* **Exercise**: Each entry below is to be printed verbatim.
--- Start Supplied information ---
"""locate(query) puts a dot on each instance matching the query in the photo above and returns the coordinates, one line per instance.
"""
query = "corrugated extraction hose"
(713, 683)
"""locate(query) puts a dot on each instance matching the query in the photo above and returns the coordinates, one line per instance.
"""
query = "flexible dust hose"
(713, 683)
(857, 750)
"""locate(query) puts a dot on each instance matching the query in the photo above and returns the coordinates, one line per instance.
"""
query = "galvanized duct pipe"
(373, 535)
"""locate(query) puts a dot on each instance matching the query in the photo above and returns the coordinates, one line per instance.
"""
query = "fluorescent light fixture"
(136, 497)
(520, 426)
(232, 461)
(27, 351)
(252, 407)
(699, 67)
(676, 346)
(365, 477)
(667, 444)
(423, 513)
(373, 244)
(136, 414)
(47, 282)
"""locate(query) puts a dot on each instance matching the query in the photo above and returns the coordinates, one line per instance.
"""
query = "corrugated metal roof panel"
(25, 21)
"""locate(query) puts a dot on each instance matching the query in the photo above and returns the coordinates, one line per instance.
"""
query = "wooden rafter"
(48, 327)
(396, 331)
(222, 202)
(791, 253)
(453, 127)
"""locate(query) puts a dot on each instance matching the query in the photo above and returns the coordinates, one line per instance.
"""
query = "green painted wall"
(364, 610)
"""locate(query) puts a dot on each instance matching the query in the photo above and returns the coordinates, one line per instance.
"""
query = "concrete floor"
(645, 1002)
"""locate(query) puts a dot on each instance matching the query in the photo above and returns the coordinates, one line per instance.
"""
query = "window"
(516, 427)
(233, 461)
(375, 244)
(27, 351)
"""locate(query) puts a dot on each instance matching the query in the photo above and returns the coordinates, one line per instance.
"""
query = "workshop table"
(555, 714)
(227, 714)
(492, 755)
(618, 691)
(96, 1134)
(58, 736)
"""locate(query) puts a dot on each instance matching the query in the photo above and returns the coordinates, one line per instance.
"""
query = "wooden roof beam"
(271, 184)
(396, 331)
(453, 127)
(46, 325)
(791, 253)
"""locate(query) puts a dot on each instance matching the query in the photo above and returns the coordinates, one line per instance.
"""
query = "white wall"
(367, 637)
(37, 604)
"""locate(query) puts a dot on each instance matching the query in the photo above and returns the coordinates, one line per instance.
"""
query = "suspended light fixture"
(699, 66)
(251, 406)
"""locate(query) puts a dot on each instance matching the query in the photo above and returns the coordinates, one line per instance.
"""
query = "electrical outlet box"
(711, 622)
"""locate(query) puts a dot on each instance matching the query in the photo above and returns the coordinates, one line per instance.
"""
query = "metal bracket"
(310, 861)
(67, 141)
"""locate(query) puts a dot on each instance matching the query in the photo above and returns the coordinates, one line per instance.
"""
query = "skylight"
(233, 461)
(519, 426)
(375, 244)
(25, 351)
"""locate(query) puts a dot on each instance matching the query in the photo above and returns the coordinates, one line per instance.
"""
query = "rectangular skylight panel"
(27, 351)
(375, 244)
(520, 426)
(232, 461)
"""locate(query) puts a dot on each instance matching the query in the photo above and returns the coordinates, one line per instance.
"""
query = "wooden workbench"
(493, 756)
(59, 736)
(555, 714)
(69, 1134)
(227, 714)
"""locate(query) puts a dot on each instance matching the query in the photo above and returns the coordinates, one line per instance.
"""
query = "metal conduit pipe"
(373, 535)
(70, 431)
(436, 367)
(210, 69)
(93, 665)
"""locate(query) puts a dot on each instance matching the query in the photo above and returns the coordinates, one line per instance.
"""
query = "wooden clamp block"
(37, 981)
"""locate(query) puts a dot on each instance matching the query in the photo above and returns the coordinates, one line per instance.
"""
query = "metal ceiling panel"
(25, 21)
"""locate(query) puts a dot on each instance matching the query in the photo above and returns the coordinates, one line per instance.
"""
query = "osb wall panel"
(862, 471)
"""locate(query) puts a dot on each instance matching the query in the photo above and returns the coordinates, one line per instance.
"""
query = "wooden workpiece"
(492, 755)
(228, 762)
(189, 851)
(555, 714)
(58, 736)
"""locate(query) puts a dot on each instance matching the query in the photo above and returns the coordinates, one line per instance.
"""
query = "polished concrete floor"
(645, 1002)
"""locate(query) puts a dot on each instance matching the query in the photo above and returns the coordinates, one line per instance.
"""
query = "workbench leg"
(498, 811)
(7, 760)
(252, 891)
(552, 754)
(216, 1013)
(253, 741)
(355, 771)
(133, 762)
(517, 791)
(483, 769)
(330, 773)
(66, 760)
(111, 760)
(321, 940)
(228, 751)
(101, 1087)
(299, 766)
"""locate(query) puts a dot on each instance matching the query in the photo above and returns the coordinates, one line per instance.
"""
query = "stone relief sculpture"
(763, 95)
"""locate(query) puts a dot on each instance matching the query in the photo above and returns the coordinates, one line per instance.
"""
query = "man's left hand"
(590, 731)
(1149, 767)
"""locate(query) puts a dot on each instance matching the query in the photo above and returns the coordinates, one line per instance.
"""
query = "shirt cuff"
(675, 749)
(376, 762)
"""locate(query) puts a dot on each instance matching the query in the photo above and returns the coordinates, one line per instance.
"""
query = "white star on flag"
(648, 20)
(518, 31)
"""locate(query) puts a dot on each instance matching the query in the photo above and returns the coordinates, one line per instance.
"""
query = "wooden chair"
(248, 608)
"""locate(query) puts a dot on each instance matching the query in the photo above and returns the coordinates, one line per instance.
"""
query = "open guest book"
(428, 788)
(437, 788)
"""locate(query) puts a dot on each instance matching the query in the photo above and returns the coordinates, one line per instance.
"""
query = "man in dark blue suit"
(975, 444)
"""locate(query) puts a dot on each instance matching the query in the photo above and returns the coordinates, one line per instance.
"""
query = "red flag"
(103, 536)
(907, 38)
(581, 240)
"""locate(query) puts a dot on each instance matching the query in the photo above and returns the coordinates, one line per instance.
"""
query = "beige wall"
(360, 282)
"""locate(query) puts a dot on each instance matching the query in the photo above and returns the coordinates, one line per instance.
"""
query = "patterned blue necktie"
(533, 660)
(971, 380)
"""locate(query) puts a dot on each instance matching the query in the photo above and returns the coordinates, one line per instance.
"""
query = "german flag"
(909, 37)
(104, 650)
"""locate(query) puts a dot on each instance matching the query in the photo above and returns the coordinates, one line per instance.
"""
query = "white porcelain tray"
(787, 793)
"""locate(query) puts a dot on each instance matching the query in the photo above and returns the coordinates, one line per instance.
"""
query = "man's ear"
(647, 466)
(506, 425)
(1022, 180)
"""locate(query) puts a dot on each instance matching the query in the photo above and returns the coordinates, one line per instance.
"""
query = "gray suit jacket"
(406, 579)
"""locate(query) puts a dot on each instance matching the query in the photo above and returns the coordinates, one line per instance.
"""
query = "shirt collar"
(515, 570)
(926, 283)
--- End Supplied information ---
* **Complete response**:
"""locate(query) puts a dot on each instance matching the query in the photo above and returns the coordinates, one line per instance.
"""
query = "corrugated extraction hose"
(713, 683)
"""locate(query) puts a dot on each instance matching the query in the photo above and returns the coordinates, one line per instance.
"""
query = "flexible dust hose"
(713, 683)
(857, 750)
"""locate(query) puts a dot on each instance matching the query in the photo above and returns the coordinates, one line per instance.
"""
query = "galvanized duct pipe"
(373, 535)
"""locate(query) puts a dot on each instance matching the query in the photo above and returns the coordinates, one line per instance.
"""
query = "fluorescent light fixture"
(136, 497)
(520, 426)
(232, 461)
(27, 351)
(252, 407)
(699, 67)
(676, 346)
(365, 477)
(667, 444)
(423, 513)
(373, 244)
(136, 414)
(47, 282)
"""locate(query) puts a dot on each instance matching the query in the photo above and returns the coordinates, one line per instance.
"""
query = "corrugated metal roof panel"
(25, 21)
"""locate(query) puts a dot on each instance matching the query in the photo above and returns the coordinates, one line per instance.
"""
query = "wooden rafter"
(48, 327)
(396, 331)
(222, 202)
(791, 253)
(453, 127)
"""locate(query) puts a dot on each instance matching the query in the photo above and returns the coordinates, one line per instance.
"""
query = "green painted wall"
(364, 610)
"""locate(query) puts a dot on each instance matching the query in the photo above and returns the coordinates, one line per instance.
"""
query = "concrete floor"
(645, 1002)
"""locate(query) puts a dot on each instance matching the query in the photo above and returns the coordinates, one line per instance.
"""
query = "window"
(516, 427)
(233, 461)
(375, 244)
(27, 351)
"""locate(query) puts a dot on each instance matching the query in the photo above and returns the coordinates, one line per instance.
"""
query = "workshop table"
(555, 714)
(227, 714)
(492, 755)
(618, 691)
(96, 1134)
(58, 736)
"""locate(query) puts a dot on each instance matching the query in the photo above and returns the coordinates, one line per instance.
"""
query = "wooden roof beam"
(271, 184)
(396, 331)
(453, 127)
(46, 325)
(791, 253)
"""locate(query) puts a dot on each instance matching the query in the photo above and returns the coordinates, one line per instance.
"""
query = "white wall"
(367, 637)
(37, 604)
"""locate(query) puts a dot on each instance matching the query in the photo above and returns the coordinates, one line per instance.
"""
query = "suspended light fixture"
(699, 66)
(251, 406)
"""locate(query) puts a dot on each instance matching the query in the photo above and returns the coordinates, one line per instance.
"""
query = "electrical outlet box"
(711, 622)
"""locate(query) puts a dot on each instance matching the query in the photo above and returns the coordinates, one line per instance.
"""
query = "metal bracket"
(310, 861)
(67, 141)
"""locate(query) puts a dot on each instance matching the query in the photo above and returns the coordinates, one line per instance.
"""
query = "skylight"
(233, 461)
(519, 426)
(375, 244)
(25, 351)
"""locate(query) puts a dot on each instance matching the query in the photo above and returns the coordinates, one line per instance.
"""
query = "rectangular skylight panel"
(27, 351)
(375, 244)
(520, 426)
(232, 461)
"""locate(query) puts a dot on each instance matching the query in the photo above and returns the coordinates, one line per instance.
"""
query = "wooden workbench"
(493, 756)
(59, 736)
(555, 714)
(69, 1134)
(227, 714)
"""locate(query) puts a dot on each instance matching the query in the photo above and returns the coordinates, one line per instance.
"""
query = "metal conduit pipe"
(373, 535)
(70, 431)
(436, 367)
(210, 69)
(93, 665)
"""locate(query) puts a dot on each instance matching the query in the photo above and returns the coordinates, one line per instance.
"""
query = "wooden clamp block"
(37, 981)
"""locate(query) puts a dot on each instance matching the query in the photo above and returns the coordinates, one line per instance.
"""
query = "metal ceiling panel"
(25, 21)
"""locate(query) puts a dot on each instance matching the query in the photo above and returns the coordinates, one line per instance.
"""
query = "osb wall panel"
(862, 471)
"""locate(query) puts a dot on each instance matching the query in the photo above and returns the coordinates, one line per instance.
"""
query = "wooden workpiece"
(492, 755)
(228, 762)
(189, 851)
(555, 714)
(58, 736)
"""locate(query) puts a dot on each instance matching the query in the photo above and returns the coordinates, one line per instance.
"""
query = "polished concrete floor"
(645, 1002)
"""locate(query) puts a dot on each instance matching the query in the photo above and returns the coordinates, one line per instance.
"""
query = "workbench leg"
(498, 811)
(7, 760)
(252, 891)
(552, 754)
(216, 1013)
(253, 741)
(355, 771)
(133, 762)
(517, 791)
(483, 769)
(330, 773)
(66, 760)
(111, 760)
(321, 940)
(228, 751)
(101, 1087)
(299, 766)
"""locate(query) puts a dot on each instance matching the query in the photo above and returns the coordinates, one line per instance.
"""
query = "stone relief sculpture"
(763, 95)
"""locate(query) puts a dot on each instance matching the query in the photo above and returns the coordinates, one line per instance.
"""
query = "man's left hand"
(590, 731)
(1149, 767)
"""locate(query) puts a dot on each instance matching the query in the photo above and returns the coordinates, one line per instance.
"""
query = "shirt cuff"
(675, 749)
(376, 762)
"""locate(query) puts a dot on each instance matching the query in the photo above and returns the coordinates, one line per instance.
"""
query = "white star on flag"
(648, 20)
(518, 31)
"""locate(query) puts a dot on each instance matching the query in the photo above and returns the coordinates, one line per instance.
"""
query = "wooden chair"
(248, 608)
"""locate(query) puts a dot on each instance matching the query in the photo above and returns the coordinates, one line per instance.
"""
query = "open guest book"
(428, 788)
(437, 788)
"""locate(query) puts a dot on each instance matching the query in the photo above and returns the coordinates, one line per instance.
"""
query = "man in dark blue suit"
(975, 444)
"""locate(query) puts a dot on each instance matching the query in the photo above and returns the coordinates, one line per instance.
"""
query = "red flag"
(103, 536)
(907, 38)
(581, 240)
"""locate(query) puts a dot on each instance matching the query in the photo above and returns the coordinates, one line per instance.
"""
query = "beige wall"
(360, 282)
"""locate(query) puts a dot on each instance matching the query in the photo above and returns the coordinates, one line per instance.
"""
query = "patterned blue necktie"
(533, 660)
(971, 380)
"""locate(query) puts a dot on each instance matching the query in the photo above and returns the coordinates, one line per instance.
"""
query = "german flag"
(909, 37)
(104, 650)
"""locate(query) puts a dot on each instance matching the query in the photo above and returns the coordinates, one line per instance.
"""
query = "white porcelain tray"
(787, 793)
"""locate(query) puts a dot on each instance matching the query in the photo above and returns the coordinates, one line per instance.
"""
query = "man's ear"
(647, 466)
(506, 425)
(1022, 180)
"""locate(query) puts a dot on each instance matching the query in the photo above and returns the coordinates, one line per instance.
"""
query = "gray suit jacket"
(406, 579)
"""locate(query) puts a dot on each instance matching the query in the photo above and returns the coordinates, one line per instance.
"""
query = "shirt collar"
(515, 570)
(926, 283)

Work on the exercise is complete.